* Exercise details:
Beginning with the line containing "Expected behaviour: for every instance of the cattle", give every line again exactly as it is, ending with the last line of the entries.

* Supplied entries:

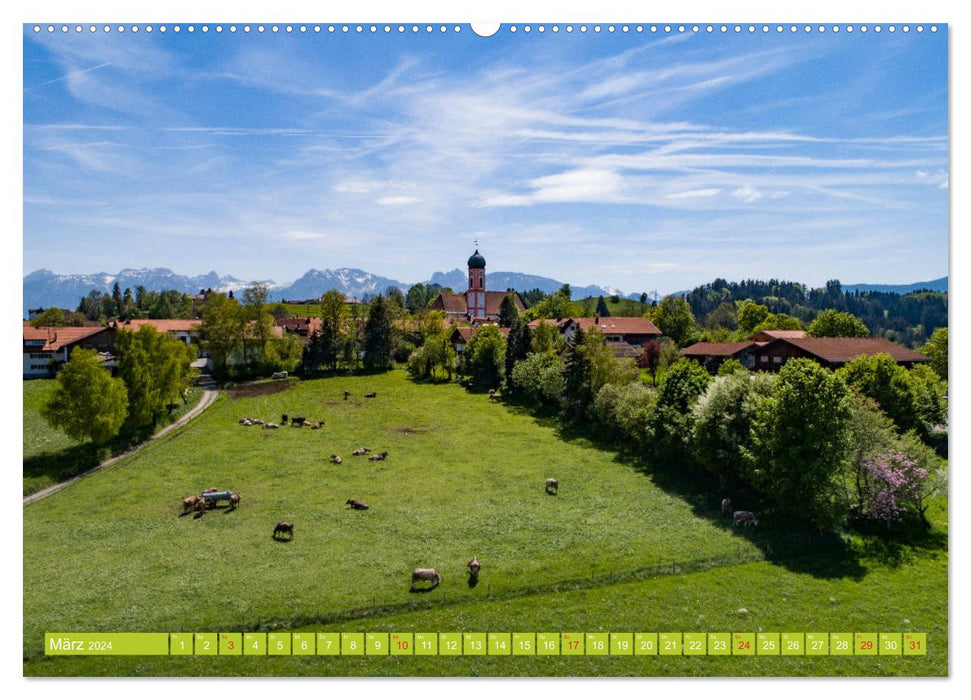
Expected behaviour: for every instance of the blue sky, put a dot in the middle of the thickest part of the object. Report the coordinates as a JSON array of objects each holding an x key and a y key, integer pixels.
[{"x": 640, "y": 161}]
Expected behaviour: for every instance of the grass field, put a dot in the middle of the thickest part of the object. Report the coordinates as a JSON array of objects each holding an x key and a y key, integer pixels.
[
  {"x": 619, "y": 549},
  {"x": 50, "y": 456}
]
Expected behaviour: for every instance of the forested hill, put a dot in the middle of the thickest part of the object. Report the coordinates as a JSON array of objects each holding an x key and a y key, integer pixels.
[{"x": 908, "y": 319}]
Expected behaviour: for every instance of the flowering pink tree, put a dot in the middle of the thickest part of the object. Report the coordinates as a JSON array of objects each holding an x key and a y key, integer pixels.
[{"x": 893, "y": 483}]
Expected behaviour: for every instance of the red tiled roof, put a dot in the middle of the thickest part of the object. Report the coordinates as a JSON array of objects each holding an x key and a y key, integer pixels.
[
  {"x": 845, "y": 349},
  {"x": 775, "y": 335},
  {"x": 162, "y": 325},
  {"x": 623, "y": 325},
  {"x": 715, "y": 349},
  {"x": 56, "y": 338},
  {"x": 303, "y": 326}
]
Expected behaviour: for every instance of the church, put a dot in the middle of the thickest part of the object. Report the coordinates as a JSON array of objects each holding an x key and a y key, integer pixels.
[{"x": 477, "y": 305}]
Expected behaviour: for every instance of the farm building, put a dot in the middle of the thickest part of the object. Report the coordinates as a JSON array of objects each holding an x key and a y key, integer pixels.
[
  {"x": 47, "y": 348},
  {"x": 477, "y": 305},
  {"x": 304, "y": 327},
  {"x": 185, "y": 329},
  {"x": 712, "y": 355},
  {"x": 832, "y": 352},
  {"x": 769, "y": 336}
]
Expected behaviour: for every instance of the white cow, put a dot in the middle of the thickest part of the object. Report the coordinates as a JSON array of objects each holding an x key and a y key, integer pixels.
[{"x": 745, "y": 516}]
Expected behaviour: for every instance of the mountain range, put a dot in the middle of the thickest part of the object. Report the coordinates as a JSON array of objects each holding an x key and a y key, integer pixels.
[{"x": 43, "y": 288}]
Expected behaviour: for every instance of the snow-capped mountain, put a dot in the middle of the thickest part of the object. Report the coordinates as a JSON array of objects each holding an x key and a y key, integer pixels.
[{"x": 43, "y": 288}]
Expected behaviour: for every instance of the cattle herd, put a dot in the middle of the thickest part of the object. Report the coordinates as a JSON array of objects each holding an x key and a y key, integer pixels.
[{"x": 212, "y": 497}]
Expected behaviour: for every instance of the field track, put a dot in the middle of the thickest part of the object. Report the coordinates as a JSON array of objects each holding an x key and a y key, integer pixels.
[{"x": 208, "y": 397}]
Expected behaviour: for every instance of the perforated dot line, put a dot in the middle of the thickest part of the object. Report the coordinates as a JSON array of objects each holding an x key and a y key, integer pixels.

* Problem solution:
Expected behaviour: for every instance of the cattle herd, put a dot in the middle of the thickest part of the object. Report the coordinates as a JSON array of objects each holding an x key and a y key, integer pixels.
[{"x": 212, "y": 497}]
Expected behaviour: for every instance of the field track, put a dot in the middle of the thickest part of the object. Report the coordinates as a JSON array of objects each holding an x key and a y key, integer pixels.
[{"x": 208, "y": 397}]
Expected behaviour: for every instance of the perforated dot line, put a dot in the middle of the thickest part of the object. Report the coordinates as a JSON array of objects each holding an x key and a y key, integer pixels.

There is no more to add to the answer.